(Exercise input)

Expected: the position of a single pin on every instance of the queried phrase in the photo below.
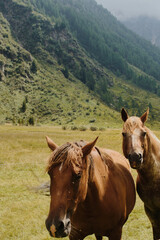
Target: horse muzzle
(60, 229)
(135, 160)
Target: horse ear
(124, 115)
(88, 147)
(144, 117)
(51, 144)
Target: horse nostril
(60, 226)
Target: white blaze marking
(61, 166)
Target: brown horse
(92, 191)
(142, 148)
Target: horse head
(68, 169)
(135, 142)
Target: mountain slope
(146, 27)
(57, 71)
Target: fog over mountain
(124, 9)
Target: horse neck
(151, 166)
(97, 173)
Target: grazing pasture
(23, 156)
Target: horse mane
(67, 153)
(70, 153)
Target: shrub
(93, 128)
(74, 128)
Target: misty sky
(123, 9)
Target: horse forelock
(132, 123)
(69, 153)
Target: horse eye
(144, 134)
(77, 176)
(124, 134)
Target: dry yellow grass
(23, 155)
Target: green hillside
(72, 63)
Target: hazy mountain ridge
(146, 27)
(59, 75)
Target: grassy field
(23, 156)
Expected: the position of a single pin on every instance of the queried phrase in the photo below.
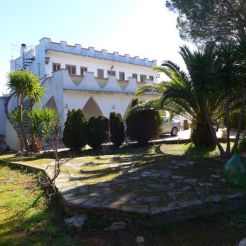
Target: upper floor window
(56, 67)
(71, 69)
(134, 75)
(111, 72)
(142, 78)
(121, 75)
(151, 78)
(100, 73)
(83, 70)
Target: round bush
(75, 131)
(143, 124)
(97, 131)
(117, 129)
(234, 119)
(201, 135)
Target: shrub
(234, 119)
(97, 131)
(117, 129)
(201, 135)
(143, 124)
(75, 131)
(242, 145)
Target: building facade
(98, 82)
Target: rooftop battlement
(92, 52)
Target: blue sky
(136, 27)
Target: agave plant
(42, 122)
(24, 85)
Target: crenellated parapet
(92, 52)
(90, 83)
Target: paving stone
(185, 188)
(134, 178)
(92, 203)
(163, 209)
(70, 196)
(235, 195)
(215, 176)
(135, 208)
(174, 194)
(148, 199)
(158, 187)
(146, 174)
(190, 181)
(106, 184)
(79, 201)
(189, 203)
(206, 184)
(214, 198)
(83, 189)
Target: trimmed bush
(97, 131)
(75, 131)
(117, 129)
(234, 119)
(201, 135)
(242, 145)
(143, 124)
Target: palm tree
(190, 93)
(24, 85)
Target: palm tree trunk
(228, 127)
(222, 152)
(22, 128)
(240, 120)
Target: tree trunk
(240, 120)
(222, 152)
(22, 129)
(228, 127)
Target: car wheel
(174, 131)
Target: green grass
(26, 217)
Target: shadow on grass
(45, 225)
(199, 151)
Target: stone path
(175, 189)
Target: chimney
(22, 55)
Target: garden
(124, 188)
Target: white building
(98, 82)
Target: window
(100, 73)
(121, 75)
(71, 69)
(83, 70)
(56, 67)
(111, 72)
(142, 78)
(134, 75)
(151, 78)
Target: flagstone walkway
(155, 189)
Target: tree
(24, 85)
(143, 124)
(98, 131)
(190, 93)
(209, 20)
(117, 129)
(75, 130)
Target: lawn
(27, 218)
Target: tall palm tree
(24, 85)
(189, 93)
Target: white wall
(93, 64)
(108, 102)
(2, 116)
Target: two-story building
(98, 82)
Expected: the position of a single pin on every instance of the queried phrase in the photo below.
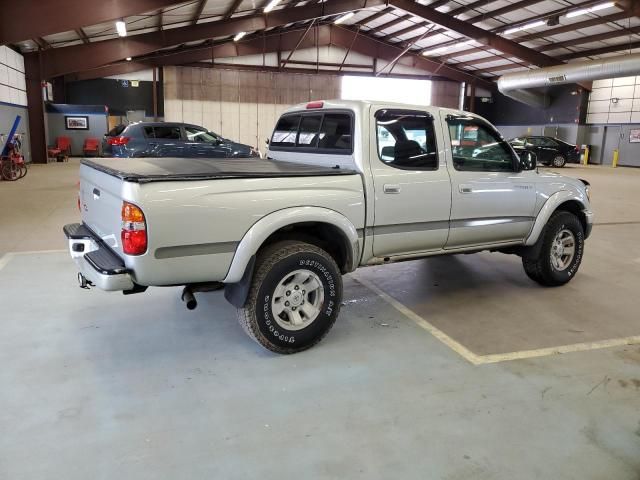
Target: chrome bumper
(97, 263)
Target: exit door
(612, 136)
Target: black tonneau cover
(147, 170)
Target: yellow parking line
(476, 359)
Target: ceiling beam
(478, 34)
(198, 13)
(601, 51)
(389, 24)
(547, 33)
(554, 46)
(327, 35)
(373, 47)
(107, 71)
(479, 18)
(83, 36)
(404, 31)
(232, 9)
(61, 61)
(41, 18)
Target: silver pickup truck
(345, 185)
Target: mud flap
(237, 293)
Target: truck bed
(147, 170)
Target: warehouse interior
(456, 366)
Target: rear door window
(286, 131)
(308, 133)
(167, 133)
(336, 133)
(117, 130)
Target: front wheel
(294, 298)
(559, 251)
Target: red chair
(91, 146)
(64, 145)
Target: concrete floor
(97, 385)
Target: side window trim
(480, 122)
(428, 117)
(327, 151)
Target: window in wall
(406, 139)
(286, 131)
(400, 90)
(477, 147)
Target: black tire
(10, 171)
(273, 266)
(540, 267)
(559, 161)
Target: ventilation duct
(516, 85)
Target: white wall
(601, 109)
(13, 87)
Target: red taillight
(134, 230)
(118, 141)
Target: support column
(59, 90)
(37, 132)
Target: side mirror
(527, 160)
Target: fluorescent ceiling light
(121, 28)
(595, 8)
(346, 16)
(539, 23)
(271, 5)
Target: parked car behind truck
(166, 139)
(350, 184)
(548, 150)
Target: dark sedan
(151, 139)
(548, 150)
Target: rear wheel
(559, 251)
(294, 298)
(10, 170)
(559, 161)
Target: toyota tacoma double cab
(345, 184)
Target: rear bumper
(96, 261)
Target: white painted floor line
(6, 258)
(476, 359)
(575, 347)
(457, 347)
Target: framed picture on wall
(76, 122)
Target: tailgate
(101, 204)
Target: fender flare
(255, 237)
(550, 206)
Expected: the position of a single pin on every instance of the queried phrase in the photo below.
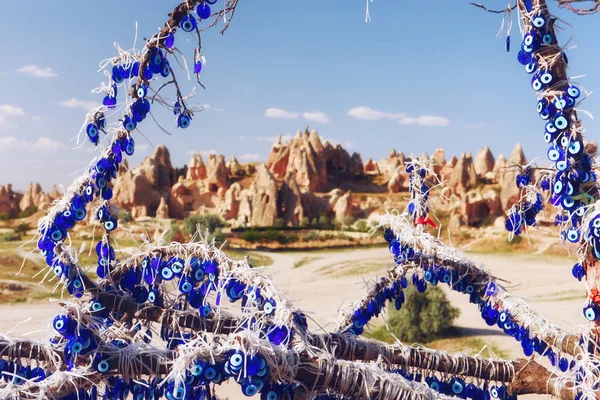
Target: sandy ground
(318, 288)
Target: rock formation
(484, 162)
(9, 201)
(510, 194)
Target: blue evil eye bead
(531, 67)
(92, 132)
(538, 21)
(186, 285)
(573, 235)
(550, 128)
(561, 121)
(573, 91)
(166, 273)
(109, 102)
(269, 306)
(170, 41)
(458, 385)
(129, 123)
(545, 78)
(183, 121)
(129, 146)
(555, 153)
(524, 58)
(117, 74)
(188, 23)
(166, 69)
(591, 312)
(64, 325)
(250, 387)
(176, 108)
(197, 67)
(547, 39)
(176, 265)
(575, 147)
(110, 224)
(529, 42)
(203, 11)
(142, 91)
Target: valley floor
(321, 282)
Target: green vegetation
(9, 237)
(270, 235)
(21, 228)
(207, 222)
(424, 317)
(28, 212)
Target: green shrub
(279, 223)
(309, 236)
(125, 216)
(21, 228)
(348, 220)
(202, 223)
(9, 237)
(28, 212)
(424, 316)
(362, 225)
(268, 236)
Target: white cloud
(39, 72)
(425, 120)
(210, 107)
(316, 117)
(42, 144)
(81, 104)
(203, 153)
(250, 157)
(369, 114)
(279, 113)
(268, 139)
(11, 111)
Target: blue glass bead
(128, 123)
(591, 312)
(117, 74)
(197, 67)
(92, 132)
(538, 21)
(523, 57)
(188, 23)
(203, 11)
(165, 70)
(170, 40)
(109, 102)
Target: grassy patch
(258, 260)
(304, 261)
(352, 268)
(469, 345)
(501, 245)
(560, 296)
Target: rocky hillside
(302, 180)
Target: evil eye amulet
(538, 21)
(183, 121)
(591, 312)
(188, 23)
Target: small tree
(424, 317)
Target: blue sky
(412, 79)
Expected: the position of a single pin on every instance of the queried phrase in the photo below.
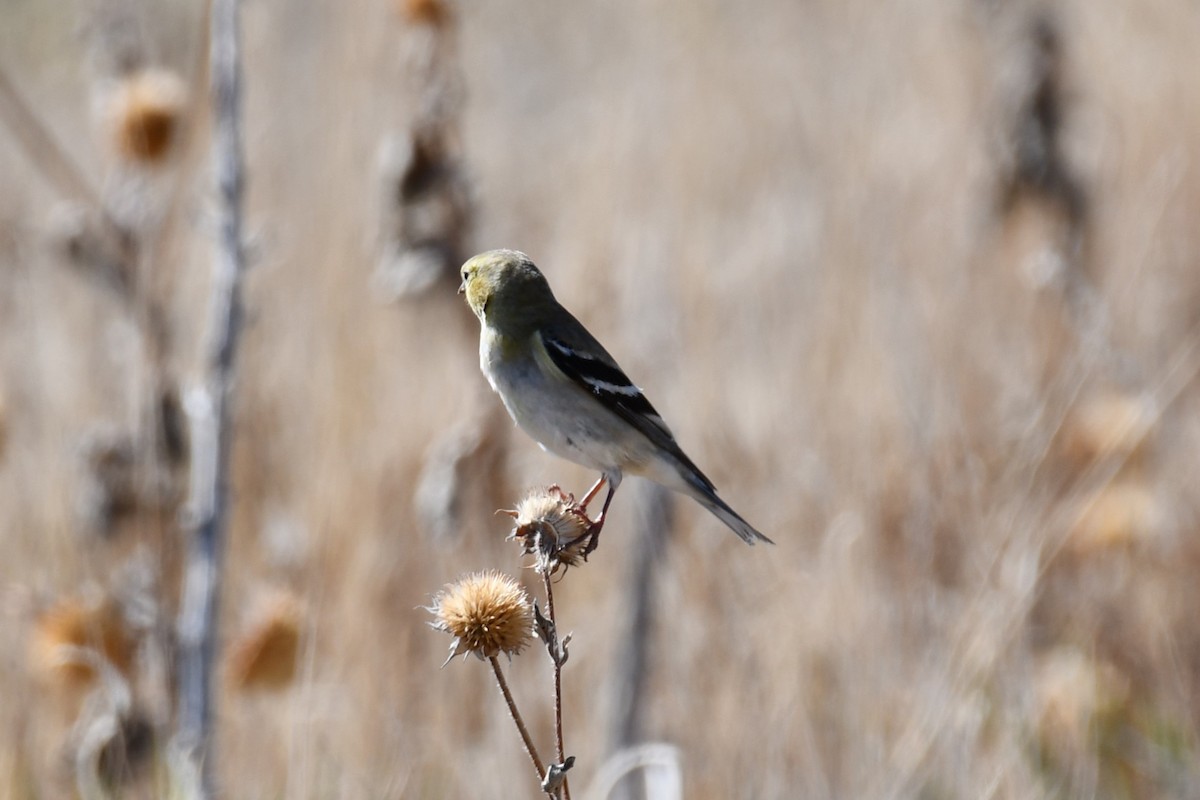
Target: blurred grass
(783, 220)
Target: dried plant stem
(516, 717)
(208, 409)
(561, 750)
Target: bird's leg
(592, 493)
(598, 523)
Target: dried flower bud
(75, 624)
(551, 525)
(147, 109)
(487, 613)
(265, 655)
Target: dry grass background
(975, 445)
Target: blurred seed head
(1120, 515)
(145, 113)
(265, 655)
(424, 12)
(72, 625)
(552, 527)
(1111, 425)
(1071, 690)
(487, 613)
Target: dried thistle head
(265, 655)
(487, 613)
(147, 109)
(73, 625)
(551, 525)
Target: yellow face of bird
(504, 282)
(480, 276)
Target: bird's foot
(593, 535)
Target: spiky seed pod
(552, 527)
(487, 613)
(145, 113)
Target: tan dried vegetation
(915, 283)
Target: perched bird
(567, 392)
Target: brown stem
(516, 717)
(561, 750)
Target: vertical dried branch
(654, 525)
(209, 409)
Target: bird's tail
(730, 517)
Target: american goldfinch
(563, 389)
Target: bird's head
(503, 287)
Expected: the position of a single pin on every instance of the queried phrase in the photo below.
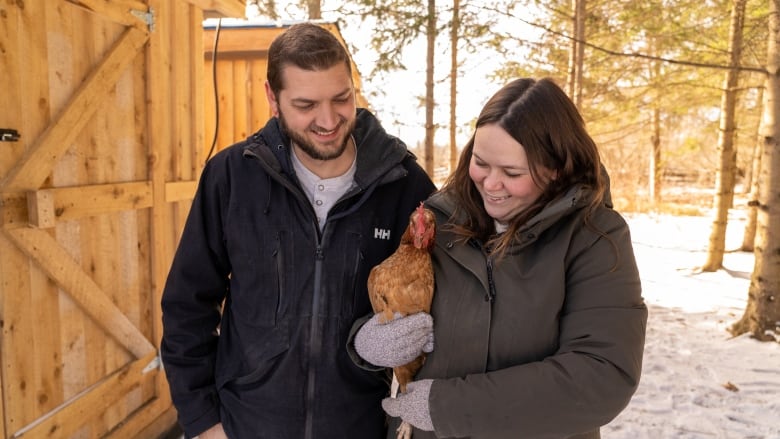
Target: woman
(539, 321)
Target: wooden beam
(120, 11)
(40, 208)
(69, 203)
(45, 207)
(180, 190)
(71, 415)
(148, 422)
(68, 275)
(39, 160)
(227, 8)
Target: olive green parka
(545, 342)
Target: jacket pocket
(256, 360)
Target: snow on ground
(698, 381)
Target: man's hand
(395, 342)
(215, 432)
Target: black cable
(216, 94)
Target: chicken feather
(404, 283)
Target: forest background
(682, 97)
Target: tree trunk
(315, 9)
(454, 84)
(656, 167)
(577, 52)
(762, 314)
(725, 178)
(429, 102)
(749, 236)
(752, 172)
(655, 159)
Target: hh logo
(381, 234)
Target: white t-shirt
(323, 193)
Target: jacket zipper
(314, 345)
(491, 295)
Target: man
(271, 271)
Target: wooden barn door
(99, 153)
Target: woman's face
(499, 169)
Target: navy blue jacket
(271, 362)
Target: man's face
(316, 110)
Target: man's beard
(308, 147)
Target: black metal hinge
(8, 135)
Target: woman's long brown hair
(540, 117)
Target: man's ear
(272, 102)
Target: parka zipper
(491, 295)
(315, 343)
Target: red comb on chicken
(403, 283)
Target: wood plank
(119, 11)
(10, 82)
(67, 273)
(228, 8)
(259, 109)
(76, 202)
(147, 422)
(198, 79)
(18, 360)
(249, 41)
(37, 162)
(40, 208)
(241, 89)
(226, 103)
(71, 415)
(161, 230)
(32, 386)
(180, 190)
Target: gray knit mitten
(412, 406)
(395, 342)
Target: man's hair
(306, 46)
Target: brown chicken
(403, 283)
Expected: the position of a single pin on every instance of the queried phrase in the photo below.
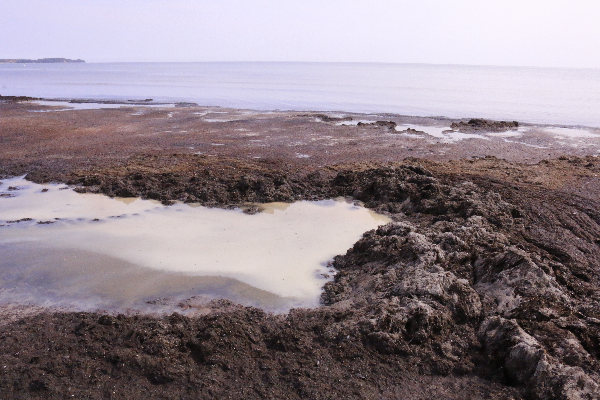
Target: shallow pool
(89, 251)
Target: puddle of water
(434, 131)
(512, 133)
(95, 251)
(351, 123)
(571, 133)
(67, 106)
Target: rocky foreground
(487, 285)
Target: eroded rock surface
(479, 289)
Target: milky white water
(113, 252)
(535, 95)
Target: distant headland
(40, 61)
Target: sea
(556, 96)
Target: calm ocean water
(539, 95)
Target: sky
(544, 33)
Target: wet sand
(487, 285)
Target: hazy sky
(489, 32)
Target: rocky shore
(486, 285)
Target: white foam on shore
(283, 252)
(68, 106)
(571, 133)
(512, 133)
(435, 131)
(353, 122)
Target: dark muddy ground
(487, 285)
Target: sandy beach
(485, 285)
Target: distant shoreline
(39, 61)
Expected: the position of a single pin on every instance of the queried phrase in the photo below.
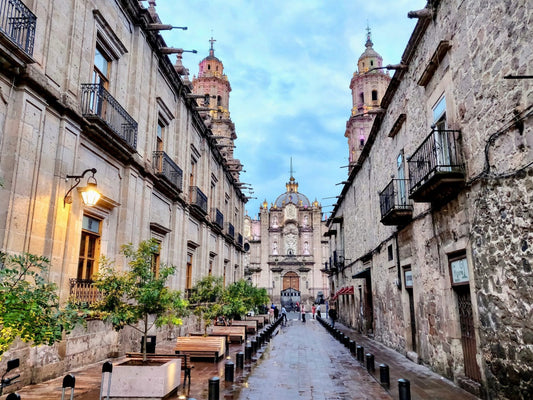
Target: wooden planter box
(133, 380)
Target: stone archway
(291, 280)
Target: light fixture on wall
(89, 193)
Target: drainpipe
(399, 282)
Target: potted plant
(129, 298)
(29, 304)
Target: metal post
(69, 381)
(214, 388)
(370, 362)
(360, 353)
(248, 352)
(384, 377)
(229, 369)
(351, 345)
(240, 360)
(107, 367)
(404, 389)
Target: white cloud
(289, 64)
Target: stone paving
(302, 361)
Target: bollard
(404, 389)
(69, 381)
(240, 360)
(248, 352)
(229, 369)
(370, 362)
(107, 368)
(214, 388)
(360, 353)
(384, 377)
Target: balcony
(230, 230)
(168, 169)
(17, 23)
(83, 291)
(393, 203)
(97, 104)
(218, 218)
(198, 199)
(436, 168)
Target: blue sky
(289, 64)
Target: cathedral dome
(292, 195)
(295, 198)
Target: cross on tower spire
(212, 50)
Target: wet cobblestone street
(305, 362)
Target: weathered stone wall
(502, 251)
(489, 220)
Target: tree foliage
(210, 299)
(131, 296)
(29, 304)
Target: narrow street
(305, 362)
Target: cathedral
(286, 249)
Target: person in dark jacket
(332, 316)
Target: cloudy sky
(289, 63)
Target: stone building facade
(438, 258)
(88, 88)
(286, 248)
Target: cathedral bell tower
(368, 86)
(214, 86)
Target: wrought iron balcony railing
(394, 203)
(231, 230)
(17, 22)
(168, 169)
(436, 167)
(97, 102)
(83, 291)
(198, 199)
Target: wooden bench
(251, 326)
(186, 365)
(234, 333)
(201, 346)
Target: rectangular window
(89, 248)
(458, 266)
(156, 261)
(188, 276)
(101, 67)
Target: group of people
(300, 308)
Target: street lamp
(89, 193)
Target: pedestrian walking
(332, 316)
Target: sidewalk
(424, 383)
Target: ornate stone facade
(440, 255)
(286, 247)
(89, 86)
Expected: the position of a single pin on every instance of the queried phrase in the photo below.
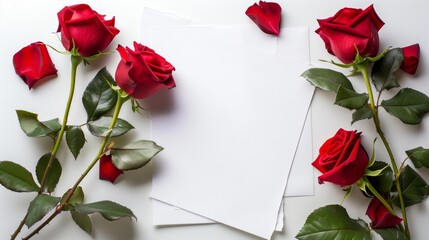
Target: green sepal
(75, 139)
(16, 178)
(408, 105)
(39, 207)
(134, 155)
(54, 174)
(108, 209)
(414, 187)
(327, 79)
(98, 97)
(32, 127)
(419, 156)
(350, 99)
(82, 220)
(383, 71)
(100, 127)
(333, 222)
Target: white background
(26, 21)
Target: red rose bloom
(108, 171)
(266, 16)
(350, 29)
(342, 159)
(89, 31)
(142, 72)
(380, 216)
(33, 63)
(411, 58)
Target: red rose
(142, 72)
(380, 216)
(351, 29)
(33, 63)
(411, 58)
(342, 159)
(266, 15)
(108, 171)
(89, 30)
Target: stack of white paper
(231, 127)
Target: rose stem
(75, 60)
(100, 152)
(363, 69)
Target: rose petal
(266, 16)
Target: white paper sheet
(228, 147)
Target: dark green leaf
(32, 127)
(419, 156)
(100, 127)
(109, 210)
(16, 178)
(82, 220)
(99, 97)
(134, 155)
(75, 139)
(332, 222)
(391, 234)
(53, 175)
(384, 181)
(350, 99)
(39, 207)
(383, 71)
(414, 187)
(363, 113)
(408, 105)
(327, 79)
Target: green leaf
(362, 113)
(16, 178)
(419, 156)
(100, 127)
(134, 155)
(32, 127)
(99, 98)
(82, 220)
(350, 99)
(39, 207)
(382, 180)
(332, 222)
(408, 105)
(109, 210)
(383, 71)
(414, 187)
(327, 79)
(75, 139)
(391, 233)
(54, 173)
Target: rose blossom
(350, 29)
(342, 159)
(87, 29)
(380, 216)
(33, 63)
(142, 72)
(266, 16)
(411, 58)
(108, 171)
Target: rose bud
(141, 72)
(266, 15)
(342, 159)
(350, 29)
(380, 216)
(411, 58)
(84, 27)
(33, 63)
(108, 170)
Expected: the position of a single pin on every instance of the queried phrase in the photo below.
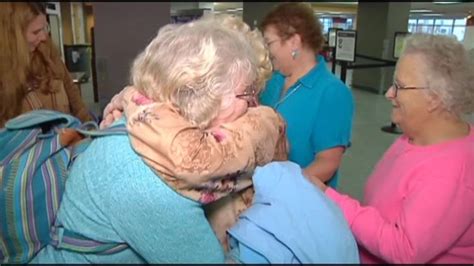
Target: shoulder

(End Exercise input)

### The problem
Reproduce precisely the lines of the entries above, from the one containing "Target: dark green leaf" through the final one, both ends included, and omit the pictures.

### Finished exercise
Target: dark green leaf
(32, 127)
(419, 156)
(100, 127)
(109, 210)
(16, 178)
(82, 220)
(99, 97)
(134, 155)
(75, 139)
(332, 222)
(391, 234)
(53, 175)
(384, 181)
(350, 99)
(39, 207)
(383, 71)
(414, 187)
(363, 113)
(408, 105)
(327, 79)
Target: green leaf
(362, 113)
(16, 178)
(419, 156)
(100, 127)
(134, 155)
(32, 127)
(99, 98)
(82, 220)
(350, 99)
(39, 207)
(382, 180)
(332, 222)
(408, 105)
(109, 210)
(383, 71)
(414, 187)
(327, 79)
(75, 139)
(391, 233)
(54, 173)
Target: rose blossom
(350, 29)
(342, 159)
(87, 29)
(380, 216)
(33, 63)
(142, 72)
(266, 16)
(411, 58)
(108, 171)
Target: rose bud
(141, 72)
(266, 15)
(342, 159)
(350, 29)
(380, 216)
(411, 58)
(84, 27)
(33, 63)
(108, 170)
Expected: the position of a single pin on every instance of the queried phrase in the photo below.
Target: shoulder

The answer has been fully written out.